Then, I created time variables. I created a year, month, day, day of week, hour, and binary weekend indicator. NOTE that Friday is included in weekend here. Also note that I used the start trip timestamp to create these variables, because I figured that was more relevant from the perspective of the Uber driver.

In [12]:
final_df["year"] = final_df["trip_start_timestamp"].dt.year
final_df["month"] = final_df["trip_start_timestamp"].dt.month.apply(
    lambda x: calendar.month_name[x]
)
final_df["day"] = final_df["trip_start_timestamp"].dt.day
final_df["day_of_week"] = final_df["trip_start_timestamp"].dt.dayofweek
final_df["hour"] = final_df["trip_start_timestamp"].dt.hour
final_df["weekend"] = np.where(final_df["day_of_week"] >= 4, 1, 0)

::::::::::

Carry on the excerpt above about building time variables from trip start timestamps, picking up after its final line of code. These lines have no connection to the excerpt on trip time variables.

== Records from a point-labeling set ==
::::::::::

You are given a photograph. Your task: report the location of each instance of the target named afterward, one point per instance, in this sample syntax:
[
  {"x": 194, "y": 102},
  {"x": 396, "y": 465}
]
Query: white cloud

::::::::::

== Response ==
final_df["day_of_week"] = final_df["day_of_week"].apply(
    lambda x: calendar.day_name[x]
)


Finally, I created an indicator variable for whether or not there was a tip, and then split into training, validation, and test.

In [13]:
final_df["nonzero_tip"] = np.where(final_df["tip"] > 0, 1, 0)
np.random.seed(3320)
train, validate, test = np.split(final_df.sample(frac=1), [int(.7*len(df)), int(.8*len(df))])